[Source document]:

........

Apple's PR is doing a great job. Way to spin something into a provocative flamebait. Google didn't say what the title says it did, but timothy just couldn't resist.
The summary is misleading. What Google is saying is that if certain patents are considered standard essential for communication (3G, WiFi etc.), then parents on touch screens, scrolling etc. should also be considered the same. Apple would not be forced to share them, they would be forced to license them at a fair cost. Right now, Google-Motorola cannot use their patents the way Apple uses theirs because they are classified as FRAND, whereas Apple can use their patents to force import bans on Motorola and HTC products, for example. Apple would still be paid for the licenses to those patents, but would not be able to refuse to license them or charge an exorbitant fee.
The alternative would be to, you know, not issue broad patents for scrolling and slide to unlock etc.
Are you kidding me? Do you think the average (even above-average) user wants to go through PAGES and PAGES of radio buttons? Rounded vs. sharp corners? Why not allow them to determine just HOW round? Now we've gone from radio buttons to sliders everywhere.
Seriously, customize EVERYTHING? You can do that in Linux - look at how well that worked out for the consumer.
That's kind of why there is a patent system.
Patents aren't supposed to be a virtual land grab. They're supposed to be a means for companies to disclose useful trade secrets.
All human progress is based on "embrace and exploit". This includes just the fact that you even exist as well as your cushy lifestyle. It also includes this forum.

........

[Tasks and exercises]:
1. Print the part of the patent discussion between "All human progress" and "includes this forum.", inclusive.
2. Please continue the patent discussion from the point where it stops.
The entries have no connection to the patent discussion.

........

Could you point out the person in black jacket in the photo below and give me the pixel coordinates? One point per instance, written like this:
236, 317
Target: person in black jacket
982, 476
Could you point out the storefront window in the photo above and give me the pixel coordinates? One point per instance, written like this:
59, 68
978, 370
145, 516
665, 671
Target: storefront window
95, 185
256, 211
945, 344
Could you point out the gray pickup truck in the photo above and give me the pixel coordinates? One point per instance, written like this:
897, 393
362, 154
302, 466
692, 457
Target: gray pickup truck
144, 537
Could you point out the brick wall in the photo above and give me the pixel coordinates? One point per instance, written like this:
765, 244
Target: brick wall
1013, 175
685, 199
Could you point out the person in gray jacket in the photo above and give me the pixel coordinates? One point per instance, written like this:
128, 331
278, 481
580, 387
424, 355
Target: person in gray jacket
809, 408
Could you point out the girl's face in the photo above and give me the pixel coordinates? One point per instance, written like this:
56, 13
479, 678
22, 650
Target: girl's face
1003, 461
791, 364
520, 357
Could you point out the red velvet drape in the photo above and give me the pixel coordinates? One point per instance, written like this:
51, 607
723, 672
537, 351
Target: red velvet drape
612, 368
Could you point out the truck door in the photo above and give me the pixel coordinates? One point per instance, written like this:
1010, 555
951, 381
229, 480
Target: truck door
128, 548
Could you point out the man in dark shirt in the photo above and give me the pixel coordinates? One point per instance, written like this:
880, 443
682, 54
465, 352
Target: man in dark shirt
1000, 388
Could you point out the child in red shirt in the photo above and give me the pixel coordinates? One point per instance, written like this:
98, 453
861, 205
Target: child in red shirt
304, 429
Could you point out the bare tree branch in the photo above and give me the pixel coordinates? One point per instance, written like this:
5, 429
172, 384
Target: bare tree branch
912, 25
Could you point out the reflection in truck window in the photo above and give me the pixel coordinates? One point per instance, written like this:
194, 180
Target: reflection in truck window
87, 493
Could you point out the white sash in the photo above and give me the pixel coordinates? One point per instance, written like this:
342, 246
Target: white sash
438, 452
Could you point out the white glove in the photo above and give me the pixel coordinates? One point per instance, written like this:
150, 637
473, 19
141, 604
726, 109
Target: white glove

........

[Solved tasks]:
1.
All human progress is based on "embrace and exploit". This includes just the fact that you even exist as well as your cushy lifestyle. It also includes this forum.

2.
All of that is dependent on centuries of what modern corporate shills would call "theft".
A Pirate and a Puritan look the same on a balance sheet.
Samsung, Motorola and other old players in the telecoms game have a huge problem today because for many years they have been playing reasonably nice with each other. It used to be that the players came together in standards organizations, agreed on standards, promised to license them to each other on FRAND terms, and then competed on implementation. Then a new kid comes to town who wants everyone to license it their FRAND patents without giving any back.
Apple, like Microsoft, hates to offer their own patents as FRAND, and only ever tries to create formal standards when they need to subvert another standard. They are the masters of de facto standards. Since the old players are now desperately abusing their FRAND patents as leverage in patent negotiations, they have a difficulty in calling Apple out on the hypocrisy of this.
However, the big loser in all of this is us. Since FRAND patents are so weak in aggressive patent wars, and antitrust bodies are now looking to make them even weaker, companies will stop making FRAND promises. The result will be less standardization and more lawsuits, leading to less capable and more expensive products. Hence Google's point is actually a very good one.
The article's title isn't correct. Google is really arguing that most patents should be treated like SEPs so it's harder to get injunctions. As the patent war heated up Google bought Motorola largely to quickly built it's defensive patent portfolio. A strategy that has largely worked except Motorola has a lot of SEPs.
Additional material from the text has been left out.